* [Material supplied]
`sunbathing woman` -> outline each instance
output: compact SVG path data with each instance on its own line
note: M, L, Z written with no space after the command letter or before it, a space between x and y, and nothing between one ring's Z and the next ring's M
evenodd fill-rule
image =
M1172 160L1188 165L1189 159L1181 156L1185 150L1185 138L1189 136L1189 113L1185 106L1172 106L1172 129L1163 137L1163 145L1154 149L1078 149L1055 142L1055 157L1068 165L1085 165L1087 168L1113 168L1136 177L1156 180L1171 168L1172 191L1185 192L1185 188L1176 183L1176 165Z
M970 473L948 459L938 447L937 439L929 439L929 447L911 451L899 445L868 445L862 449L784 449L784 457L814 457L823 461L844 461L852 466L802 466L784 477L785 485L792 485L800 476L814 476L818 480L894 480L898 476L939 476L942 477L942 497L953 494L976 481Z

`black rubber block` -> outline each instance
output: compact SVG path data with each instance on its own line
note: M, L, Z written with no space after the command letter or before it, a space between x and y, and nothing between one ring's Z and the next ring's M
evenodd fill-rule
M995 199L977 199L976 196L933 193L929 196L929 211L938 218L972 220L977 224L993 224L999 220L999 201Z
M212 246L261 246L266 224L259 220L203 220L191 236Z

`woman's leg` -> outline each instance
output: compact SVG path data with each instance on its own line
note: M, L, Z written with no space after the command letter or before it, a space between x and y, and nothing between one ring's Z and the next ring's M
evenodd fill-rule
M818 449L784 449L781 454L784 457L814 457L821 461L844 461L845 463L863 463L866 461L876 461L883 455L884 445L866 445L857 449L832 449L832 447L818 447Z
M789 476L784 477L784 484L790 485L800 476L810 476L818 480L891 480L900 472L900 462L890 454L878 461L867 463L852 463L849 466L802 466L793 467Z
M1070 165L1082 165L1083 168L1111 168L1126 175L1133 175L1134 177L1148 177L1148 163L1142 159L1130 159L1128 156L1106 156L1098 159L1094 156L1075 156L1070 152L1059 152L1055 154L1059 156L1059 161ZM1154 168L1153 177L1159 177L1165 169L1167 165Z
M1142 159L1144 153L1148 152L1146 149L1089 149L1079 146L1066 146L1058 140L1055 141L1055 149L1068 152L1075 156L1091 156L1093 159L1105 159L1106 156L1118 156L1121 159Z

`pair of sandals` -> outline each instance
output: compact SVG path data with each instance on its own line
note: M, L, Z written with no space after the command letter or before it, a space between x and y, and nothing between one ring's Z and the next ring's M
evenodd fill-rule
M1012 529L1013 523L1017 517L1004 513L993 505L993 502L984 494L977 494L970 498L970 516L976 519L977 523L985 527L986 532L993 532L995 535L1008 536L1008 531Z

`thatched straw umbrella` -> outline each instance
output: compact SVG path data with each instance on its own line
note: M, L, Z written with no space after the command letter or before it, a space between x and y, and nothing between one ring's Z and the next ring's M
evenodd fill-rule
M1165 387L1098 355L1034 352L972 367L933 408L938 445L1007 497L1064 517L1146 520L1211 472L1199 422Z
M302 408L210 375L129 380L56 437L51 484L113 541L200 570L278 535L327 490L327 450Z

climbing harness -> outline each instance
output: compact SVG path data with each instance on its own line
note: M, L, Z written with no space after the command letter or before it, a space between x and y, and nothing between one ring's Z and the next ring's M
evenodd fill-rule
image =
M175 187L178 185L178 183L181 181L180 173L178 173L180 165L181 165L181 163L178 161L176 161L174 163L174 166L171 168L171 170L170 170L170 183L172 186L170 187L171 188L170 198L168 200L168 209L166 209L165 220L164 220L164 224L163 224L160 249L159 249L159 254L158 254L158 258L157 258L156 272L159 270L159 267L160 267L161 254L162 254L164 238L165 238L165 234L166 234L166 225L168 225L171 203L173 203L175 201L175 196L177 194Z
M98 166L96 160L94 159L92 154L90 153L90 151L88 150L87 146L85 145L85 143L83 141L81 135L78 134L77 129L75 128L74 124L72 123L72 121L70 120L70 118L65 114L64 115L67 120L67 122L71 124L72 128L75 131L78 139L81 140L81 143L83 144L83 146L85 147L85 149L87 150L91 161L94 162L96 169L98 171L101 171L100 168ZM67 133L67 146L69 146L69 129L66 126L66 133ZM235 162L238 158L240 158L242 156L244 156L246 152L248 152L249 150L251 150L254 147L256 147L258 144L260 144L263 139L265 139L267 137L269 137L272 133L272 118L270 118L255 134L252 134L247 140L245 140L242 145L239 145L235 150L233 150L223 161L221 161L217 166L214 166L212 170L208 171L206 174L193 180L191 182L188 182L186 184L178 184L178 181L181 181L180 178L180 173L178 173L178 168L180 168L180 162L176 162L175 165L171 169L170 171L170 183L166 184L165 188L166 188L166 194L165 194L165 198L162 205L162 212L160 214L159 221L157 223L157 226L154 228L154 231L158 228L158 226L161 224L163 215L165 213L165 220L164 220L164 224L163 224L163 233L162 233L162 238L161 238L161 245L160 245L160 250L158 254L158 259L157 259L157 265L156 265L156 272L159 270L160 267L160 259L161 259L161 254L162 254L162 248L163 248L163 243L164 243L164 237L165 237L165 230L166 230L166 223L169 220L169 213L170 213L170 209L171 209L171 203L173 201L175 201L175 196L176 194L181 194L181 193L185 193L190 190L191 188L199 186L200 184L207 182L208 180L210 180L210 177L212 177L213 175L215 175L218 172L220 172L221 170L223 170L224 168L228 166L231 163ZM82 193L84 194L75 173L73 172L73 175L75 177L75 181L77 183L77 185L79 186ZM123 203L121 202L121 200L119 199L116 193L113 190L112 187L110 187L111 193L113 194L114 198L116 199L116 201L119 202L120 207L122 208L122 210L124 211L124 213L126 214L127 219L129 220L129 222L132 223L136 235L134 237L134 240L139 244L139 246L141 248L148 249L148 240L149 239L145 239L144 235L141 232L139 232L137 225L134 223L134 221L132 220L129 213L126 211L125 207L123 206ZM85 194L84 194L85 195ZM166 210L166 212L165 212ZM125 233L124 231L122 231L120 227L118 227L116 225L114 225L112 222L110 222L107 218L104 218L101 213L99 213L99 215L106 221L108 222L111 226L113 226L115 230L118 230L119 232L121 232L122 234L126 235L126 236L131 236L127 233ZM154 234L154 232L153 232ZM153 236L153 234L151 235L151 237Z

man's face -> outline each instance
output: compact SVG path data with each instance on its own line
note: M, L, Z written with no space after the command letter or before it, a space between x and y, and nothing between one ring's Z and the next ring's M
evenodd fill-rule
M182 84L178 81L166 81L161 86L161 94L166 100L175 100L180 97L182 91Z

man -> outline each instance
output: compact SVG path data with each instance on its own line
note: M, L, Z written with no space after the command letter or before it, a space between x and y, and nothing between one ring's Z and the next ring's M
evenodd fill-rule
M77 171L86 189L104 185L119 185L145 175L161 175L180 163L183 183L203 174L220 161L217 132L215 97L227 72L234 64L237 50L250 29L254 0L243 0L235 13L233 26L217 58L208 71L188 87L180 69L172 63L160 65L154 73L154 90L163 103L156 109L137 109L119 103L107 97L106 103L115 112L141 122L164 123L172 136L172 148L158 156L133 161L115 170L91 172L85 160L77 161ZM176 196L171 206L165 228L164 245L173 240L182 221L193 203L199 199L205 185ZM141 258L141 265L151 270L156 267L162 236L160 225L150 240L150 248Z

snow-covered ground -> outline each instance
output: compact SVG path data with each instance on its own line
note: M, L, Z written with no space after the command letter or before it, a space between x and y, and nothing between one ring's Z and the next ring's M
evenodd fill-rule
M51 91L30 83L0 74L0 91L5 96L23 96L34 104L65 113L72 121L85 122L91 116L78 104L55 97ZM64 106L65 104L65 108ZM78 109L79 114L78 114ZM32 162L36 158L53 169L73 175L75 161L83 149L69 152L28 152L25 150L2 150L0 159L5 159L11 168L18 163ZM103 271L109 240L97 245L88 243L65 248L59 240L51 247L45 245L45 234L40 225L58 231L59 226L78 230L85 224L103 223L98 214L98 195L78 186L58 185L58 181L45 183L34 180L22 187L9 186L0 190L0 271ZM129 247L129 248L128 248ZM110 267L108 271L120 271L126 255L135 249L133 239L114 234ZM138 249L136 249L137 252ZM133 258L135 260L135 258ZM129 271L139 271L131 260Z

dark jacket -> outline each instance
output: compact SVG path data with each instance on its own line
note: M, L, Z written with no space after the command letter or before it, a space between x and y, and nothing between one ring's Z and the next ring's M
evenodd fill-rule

--

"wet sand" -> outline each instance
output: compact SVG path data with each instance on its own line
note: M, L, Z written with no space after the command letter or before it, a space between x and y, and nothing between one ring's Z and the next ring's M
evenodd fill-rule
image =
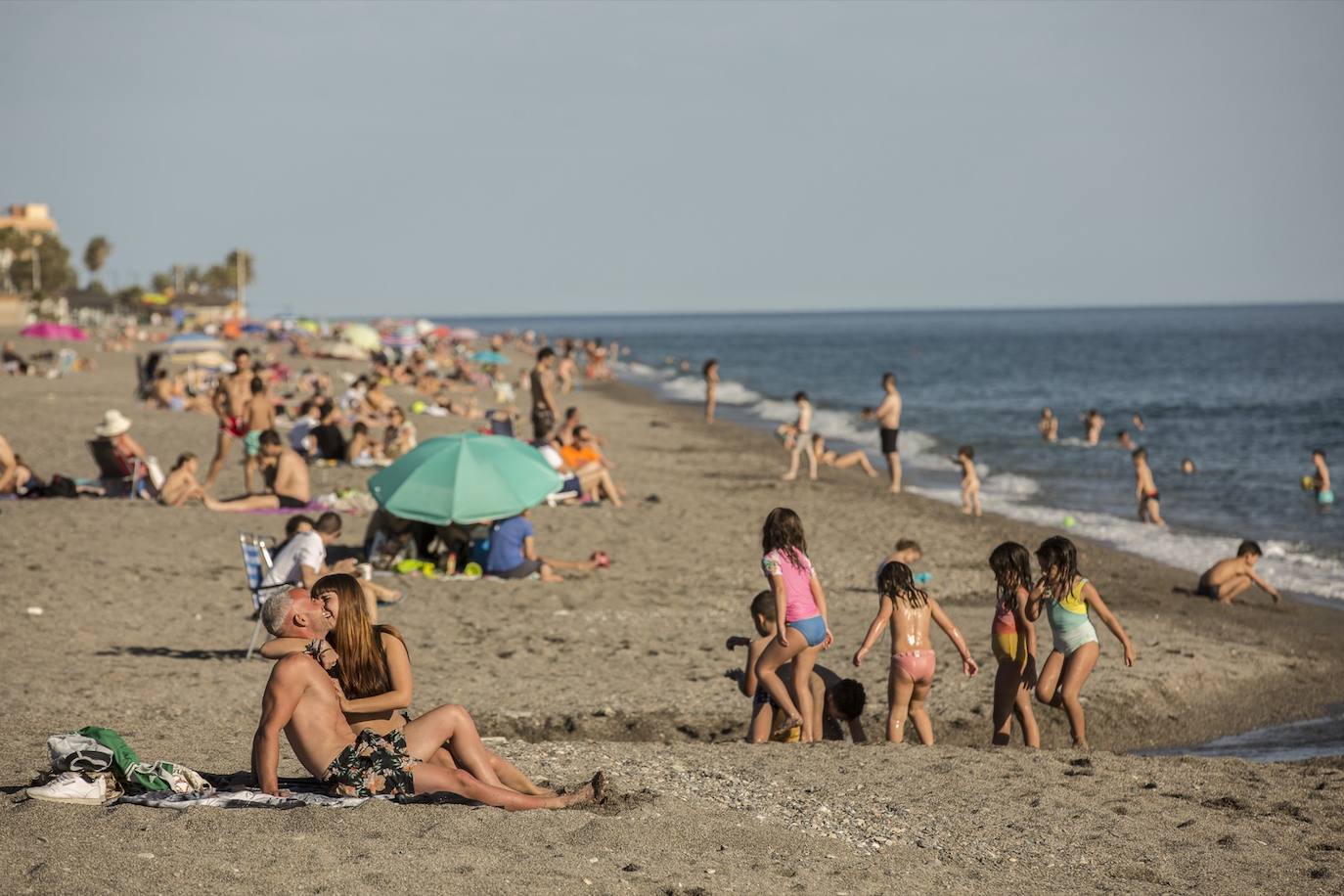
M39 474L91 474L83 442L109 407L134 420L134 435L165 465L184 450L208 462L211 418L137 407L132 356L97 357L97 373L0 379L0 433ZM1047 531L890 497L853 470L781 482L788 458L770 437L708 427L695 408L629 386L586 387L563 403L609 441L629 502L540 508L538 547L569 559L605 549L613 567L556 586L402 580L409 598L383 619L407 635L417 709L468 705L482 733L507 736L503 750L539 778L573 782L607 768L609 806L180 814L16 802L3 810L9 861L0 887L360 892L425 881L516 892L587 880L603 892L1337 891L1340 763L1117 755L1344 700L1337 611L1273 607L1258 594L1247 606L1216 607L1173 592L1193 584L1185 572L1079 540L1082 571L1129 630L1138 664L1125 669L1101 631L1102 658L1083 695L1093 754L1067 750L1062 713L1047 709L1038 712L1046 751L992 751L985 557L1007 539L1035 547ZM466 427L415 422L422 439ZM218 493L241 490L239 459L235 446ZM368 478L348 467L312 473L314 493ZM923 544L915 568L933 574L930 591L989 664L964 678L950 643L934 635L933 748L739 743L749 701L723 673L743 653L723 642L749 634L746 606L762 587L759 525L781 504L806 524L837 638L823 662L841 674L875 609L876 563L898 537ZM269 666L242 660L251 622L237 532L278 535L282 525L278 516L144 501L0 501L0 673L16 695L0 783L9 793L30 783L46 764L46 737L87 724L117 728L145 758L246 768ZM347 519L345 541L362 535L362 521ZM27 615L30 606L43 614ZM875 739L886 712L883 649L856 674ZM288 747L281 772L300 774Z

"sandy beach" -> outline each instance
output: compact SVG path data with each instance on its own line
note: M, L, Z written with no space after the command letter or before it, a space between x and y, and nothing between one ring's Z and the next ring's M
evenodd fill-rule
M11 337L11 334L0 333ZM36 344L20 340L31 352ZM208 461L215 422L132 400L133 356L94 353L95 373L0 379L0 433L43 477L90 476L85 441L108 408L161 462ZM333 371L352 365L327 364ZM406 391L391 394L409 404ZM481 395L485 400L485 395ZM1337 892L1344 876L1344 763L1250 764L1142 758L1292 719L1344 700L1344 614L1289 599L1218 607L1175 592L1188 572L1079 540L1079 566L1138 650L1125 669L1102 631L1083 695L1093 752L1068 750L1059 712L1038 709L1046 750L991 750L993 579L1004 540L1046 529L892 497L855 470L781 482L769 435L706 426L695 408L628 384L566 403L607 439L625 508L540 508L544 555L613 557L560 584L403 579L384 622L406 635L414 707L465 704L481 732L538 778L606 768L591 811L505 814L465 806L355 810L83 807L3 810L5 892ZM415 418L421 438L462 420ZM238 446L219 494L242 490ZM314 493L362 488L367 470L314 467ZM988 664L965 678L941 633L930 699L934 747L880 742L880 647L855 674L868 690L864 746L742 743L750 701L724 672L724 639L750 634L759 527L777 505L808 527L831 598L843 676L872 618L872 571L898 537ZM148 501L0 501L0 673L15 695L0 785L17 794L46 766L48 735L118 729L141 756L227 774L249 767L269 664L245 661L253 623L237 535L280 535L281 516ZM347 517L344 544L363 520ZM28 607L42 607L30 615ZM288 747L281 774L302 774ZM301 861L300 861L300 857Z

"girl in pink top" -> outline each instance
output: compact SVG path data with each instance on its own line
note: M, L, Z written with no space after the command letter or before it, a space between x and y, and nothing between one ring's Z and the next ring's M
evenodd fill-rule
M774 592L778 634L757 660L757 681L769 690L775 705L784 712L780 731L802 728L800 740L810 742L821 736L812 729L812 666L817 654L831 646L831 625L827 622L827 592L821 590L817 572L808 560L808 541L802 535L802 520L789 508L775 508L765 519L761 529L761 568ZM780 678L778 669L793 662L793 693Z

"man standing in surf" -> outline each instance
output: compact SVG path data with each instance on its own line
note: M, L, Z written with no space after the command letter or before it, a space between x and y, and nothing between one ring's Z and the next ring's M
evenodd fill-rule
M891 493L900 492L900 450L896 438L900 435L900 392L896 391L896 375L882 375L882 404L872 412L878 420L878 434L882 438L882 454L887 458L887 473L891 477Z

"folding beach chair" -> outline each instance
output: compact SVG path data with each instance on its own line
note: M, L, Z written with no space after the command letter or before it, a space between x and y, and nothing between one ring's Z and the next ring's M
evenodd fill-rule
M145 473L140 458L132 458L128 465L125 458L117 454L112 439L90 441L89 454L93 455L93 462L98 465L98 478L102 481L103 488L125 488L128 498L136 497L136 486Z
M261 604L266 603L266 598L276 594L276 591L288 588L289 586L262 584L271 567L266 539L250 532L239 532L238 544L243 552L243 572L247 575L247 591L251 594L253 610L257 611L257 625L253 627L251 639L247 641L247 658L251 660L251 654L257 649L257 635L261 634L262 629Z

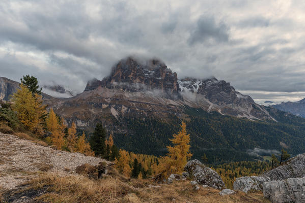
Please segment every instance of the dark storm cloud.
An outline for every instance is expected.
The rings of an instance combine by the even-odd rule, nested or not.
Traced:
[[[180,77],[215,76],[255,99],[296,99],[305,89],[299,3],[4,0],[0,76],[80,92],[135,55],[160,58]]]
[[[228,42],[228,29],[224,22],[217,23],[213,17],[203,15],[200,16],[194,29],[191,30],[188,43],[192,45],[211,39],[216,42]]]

* [Written problem] Please reproduce word for word the entries starting at the line containing "man's face -> outline each instance" and ending at the line containing "M182 84L178 81L166".

* [The result]
man's face -> outline each instance
output: compact SVG path data with each instance on its own line
note: M, L, Z written with no space after the command letter or before it, a space between x and y, and nothing between one ring's Z and the next ring's M
evenodd fill-rule
M182 84L178 81L166 81L161 86L161 94L166 100L175 100L180 97L182 91Z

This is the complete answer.